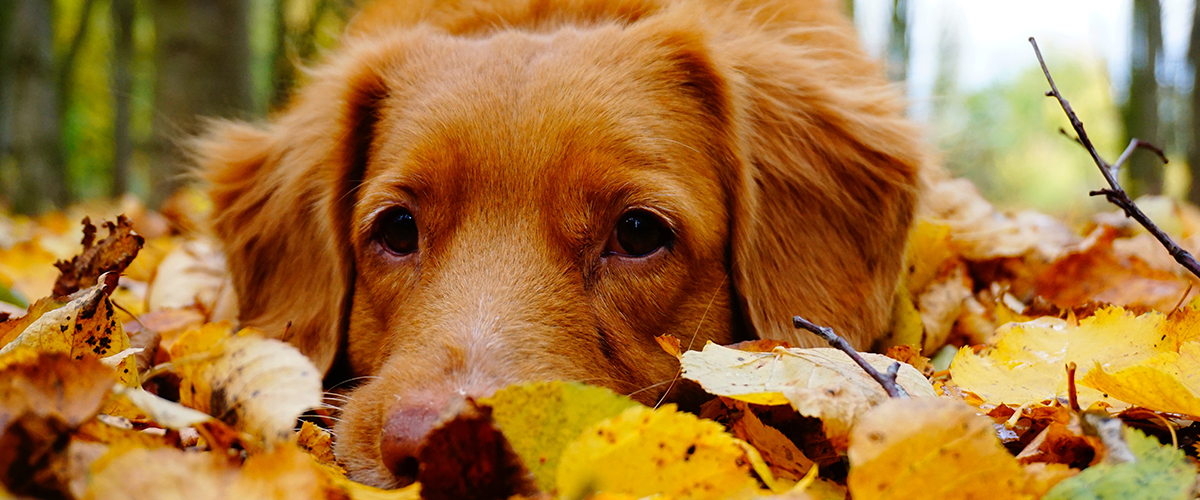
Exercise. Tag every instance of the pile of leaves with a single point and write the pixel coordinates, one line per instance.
(1038, 362)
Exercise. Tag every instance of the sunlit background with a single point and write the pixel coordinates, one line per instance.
(95, 95)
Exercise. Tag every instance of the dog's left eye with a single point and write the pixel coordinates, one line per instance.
(397, 232)
(639, 233)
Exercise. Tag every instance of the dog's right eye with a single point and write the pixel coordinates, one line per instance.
(397, 232)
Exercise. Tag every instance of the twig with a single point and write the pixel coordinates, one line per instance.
(887, 380)
(1072, 392)
(1114, 193)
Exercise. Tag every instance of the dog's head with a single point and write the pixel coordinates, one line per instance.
(454, 212)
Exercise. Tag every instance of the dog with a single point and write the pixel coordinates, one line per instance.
(474, 193)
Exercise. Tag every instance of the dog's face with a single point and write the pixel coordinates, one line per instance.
(455, 214)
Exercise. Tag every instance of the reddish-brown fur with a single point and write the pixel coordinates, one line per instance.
(517, 132)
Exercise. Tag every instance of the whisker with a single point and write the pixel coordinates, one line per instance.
(693, 339)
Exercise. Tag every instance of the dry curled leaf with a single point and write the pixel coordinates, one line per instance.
(83, 327)
(257, 385)
(111, 254)
(906, 449)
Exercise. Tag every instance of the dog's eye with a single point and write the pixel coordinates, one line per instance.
(637, 234)
(397, 232)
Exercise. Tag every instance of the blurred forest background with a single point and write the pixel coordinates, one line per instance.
(95, 95)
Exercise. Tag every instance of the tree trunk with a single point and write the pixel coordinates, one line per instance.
(1140, 112)
(203, 70)
(1194, 133)
(123, 12)
(898, 42)
(36, 138)
(282, 68)
(7, 10)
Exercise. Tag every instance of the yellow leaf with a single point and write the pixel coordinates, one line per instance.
(318, 443)
(253, 384)
(929, 449)
(1168, 383)
(48, 384)
(85, 326)
(645, 452)
(540, 419)
(929, 247)
(1027, 362)
(201, 341)
(906, 326)
(13, 327)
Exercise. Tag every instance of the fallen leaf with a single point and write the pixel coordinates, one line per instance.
(467, 457)
(762, 378)
(906, 449)
(657, 452)
(540, 419)
(318, 443)
(193, 275)
(52, 384)
(82, 327)
(941, 303)
(12, 327)
(111, 254)
(784, 458)
(1095, 272)
(43, 396)
(165, 413)
(1027, 362)
(257, 385)
(1156, 473)
(1169, 381)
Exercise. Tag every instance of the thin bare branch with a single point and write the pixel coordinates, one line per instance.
(1114, 193)
(887, 380)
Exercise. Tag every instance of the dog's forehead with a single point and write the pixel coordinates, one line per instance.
(519, 112)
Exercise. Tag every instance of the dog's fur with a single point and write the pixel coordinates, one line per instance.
(517, 132)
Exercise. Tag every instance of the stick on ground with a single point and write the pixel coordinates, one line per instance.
(1114, 193)
(887, 380)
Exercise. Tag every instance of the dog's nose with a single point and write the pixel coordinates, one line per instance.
(403, 432)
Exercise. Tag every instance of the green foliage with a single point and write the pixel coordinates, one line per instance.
(1006, 138)
(1161, 473)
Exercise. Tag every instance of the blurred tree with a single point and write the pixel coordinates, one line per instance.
(35, 119)
(7, 10)
(898, 42)
(202, 65)
(1194, 143)
(297, 25)
(123, 13)
(1140, 113)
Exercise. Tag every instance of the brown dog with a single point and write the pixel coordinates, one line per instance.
(474, 193)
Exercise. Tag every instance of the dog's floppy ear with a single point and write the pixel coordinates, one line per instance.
(827, 190)
(282, 196)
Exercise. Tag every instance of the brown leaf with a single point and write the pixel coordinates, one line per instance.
(52, 384)
(112, 254)
(786, 461)
(1095, 271)
(42, 397)
(467, 457)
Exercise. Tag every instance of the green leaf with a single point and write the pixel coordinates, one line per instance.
(540, 419)
(1159, 473)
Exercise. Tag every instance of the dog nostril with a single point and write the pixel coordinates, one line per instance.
(403, 433)
(407, 468)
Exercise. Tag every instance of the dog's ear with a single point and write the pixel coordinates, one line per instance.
(282, 197)
(827, 191)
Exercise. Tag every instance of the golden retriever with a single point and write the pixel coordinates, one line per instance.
(474, 193)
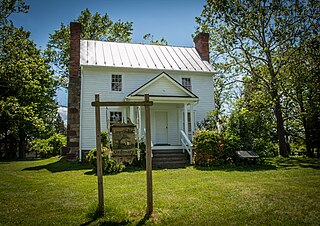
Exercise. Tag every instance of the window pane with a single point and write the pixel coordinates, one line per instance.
(116, 83)
(186, 82)
(115, 117)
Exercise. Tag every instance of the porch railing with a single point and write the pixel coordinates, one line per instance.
(186, 144)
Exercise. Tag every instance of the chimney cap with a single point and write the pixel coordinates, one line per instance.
(203, 35)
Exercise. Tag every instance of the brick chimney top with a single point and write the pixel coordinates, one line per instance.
(201, 42)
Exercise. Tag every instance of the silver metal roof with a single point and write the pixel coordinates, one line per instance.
(127, 55)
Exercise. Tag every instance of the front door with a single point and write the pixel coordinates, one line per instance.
(161, 127)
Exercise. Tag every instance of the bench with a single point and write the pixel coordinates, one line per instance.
(248, 156)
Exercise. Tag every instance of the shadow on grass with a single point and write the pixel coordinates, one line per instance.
(60, 166)
(110, 217)
(268, 164)
(241, 168)
(293, 162)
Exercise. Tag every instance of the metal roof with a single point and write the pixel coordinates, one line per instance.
(127, 55)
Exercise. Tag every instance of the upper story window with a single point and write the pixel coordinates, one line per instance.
(186, 82)
(115, 117)
(116, 83)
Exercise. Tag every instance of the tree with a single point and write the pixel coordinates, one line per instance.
(301, 89)
(7, 7)
(247, 35)
(94, 27)
(27, 87)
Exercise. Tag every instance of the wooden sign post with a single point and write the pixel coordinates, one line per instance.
(97, 104)
(99, 158)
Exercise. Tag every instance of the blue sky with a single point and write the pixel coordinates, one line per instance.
(172, 19)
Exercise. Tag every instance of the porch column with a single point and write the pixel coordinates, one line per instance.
(192, 120)
(185, 119)
(124, 119)
(139, 122)
(132, 114)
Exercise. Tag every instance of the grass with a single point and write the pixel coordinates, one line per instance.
(56, 192)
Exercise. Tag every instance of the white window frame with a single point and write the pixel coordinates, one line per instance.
(120, 119)
(116, 79)
(189, 121)
(187, 86)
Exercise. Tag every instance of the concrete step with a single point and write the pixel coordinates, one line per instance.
(163, 159)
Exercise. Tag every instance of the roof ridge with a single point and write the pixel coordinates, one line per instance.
(147, 56)
(133, 43)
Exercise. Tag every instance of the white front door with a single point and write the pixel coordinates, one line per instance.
(161, 127)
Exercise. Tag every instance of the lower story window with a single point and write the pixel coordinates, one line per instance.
(189, 121)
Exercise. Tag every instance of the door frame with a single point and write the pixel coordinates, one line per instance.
(167, 127)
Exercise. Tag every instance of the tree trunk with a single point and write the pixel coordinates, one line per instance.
(283, 148)
(22, 144)
(304, 122)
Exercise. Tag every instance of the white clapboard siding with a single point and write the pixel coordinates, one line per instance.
(98, 80)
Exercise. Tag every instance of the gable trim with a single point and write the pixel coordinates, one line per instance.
(156, 78)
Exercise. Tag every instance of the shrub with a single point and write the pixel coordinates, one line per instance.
(49, 147)
(56, 142)
(109, 166)
(209, 148)
(42, 147)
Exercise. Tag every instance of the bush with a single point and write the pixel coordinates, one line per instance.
(49, 147)
(209, 148)
(109, 166)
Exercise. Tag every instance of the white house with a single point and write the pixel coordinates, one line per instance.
(178, 80)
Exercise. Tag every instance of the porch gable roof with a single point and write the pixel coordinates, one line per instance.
(163, 86)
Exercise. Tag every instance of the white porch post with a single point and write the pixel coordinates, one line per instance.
(139, 122)
(132, 114)
(192, 120)
(124, 119)
(185, 119)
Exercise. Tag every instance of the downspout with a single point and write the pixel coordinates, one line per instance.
(80, 126)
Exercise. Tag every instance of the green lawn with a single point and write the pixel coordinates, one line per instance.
(56, 192)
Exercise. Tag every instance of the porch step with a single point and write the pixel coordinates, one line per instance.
(169, 159)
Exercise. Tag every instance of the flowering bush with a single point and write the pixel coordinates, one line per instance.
(210, 148)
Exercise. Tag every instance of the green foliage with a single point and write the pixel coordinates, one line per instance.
(150, 37)
(49, 147)
(256, 39)
(7, 7)
(210, 148)
(94, 27)
(27, 87)
(109, 166)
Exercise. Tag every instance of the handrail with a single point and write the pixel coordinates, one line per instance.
(144, 132)
(186, 144)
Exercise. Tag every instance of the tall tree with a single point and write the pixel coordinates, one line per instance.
(94, 27)
(27, 87)
(249, 34)
(7, 7)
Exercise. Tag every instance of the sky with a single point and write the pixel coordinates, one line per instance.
(173, 20)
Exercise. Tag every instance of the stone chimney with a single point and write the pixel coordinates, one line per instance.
(74, 90)
(201, 42)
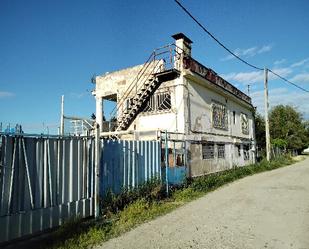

## EXERCISE DESCRIPTION
Return the records word for word, from the line containing "Exercise. Tag every instance of the porch step" through the end of the records, both included, and leave the pictures out.

## RESULT
Exercise. Tag every instance of the porch step with a single point and write the pixel coordinates, one line per instance.
(169, 159)
Exercise. Tag every instance of the flowering bush with a single point and write the pixel coordinates, one line per instance.
(210, 148)
Exercise. Tag every instance of the green foliage with a single point and write the pixel coordinates, one line per instance.
(150, 37)
(49, 147)
(256, 39)
(7, 7)
(210, 148)
(94, 27)
(27, 87)
(109, 166)
Exercise. Tag every instance of the handrail with a single point and write the pixel coordinates, one line per instance.
(144, 132)
(186, 144)
Exercise. Tag every instance of the tall tree with a single point and write the pixel coordinates, one line per instance.
(94, 27)
(27, 87)
(249, 34)
(7, 7)
Exercise. Tag every instance of the sky with a single point and write the pixel coordinates, one line per instance.
(173, 20)
Exercise. Tag every instance of the stone chimney with a single point and write the pixel coordinates, one line per instance.
(74, 90)
(201, 42)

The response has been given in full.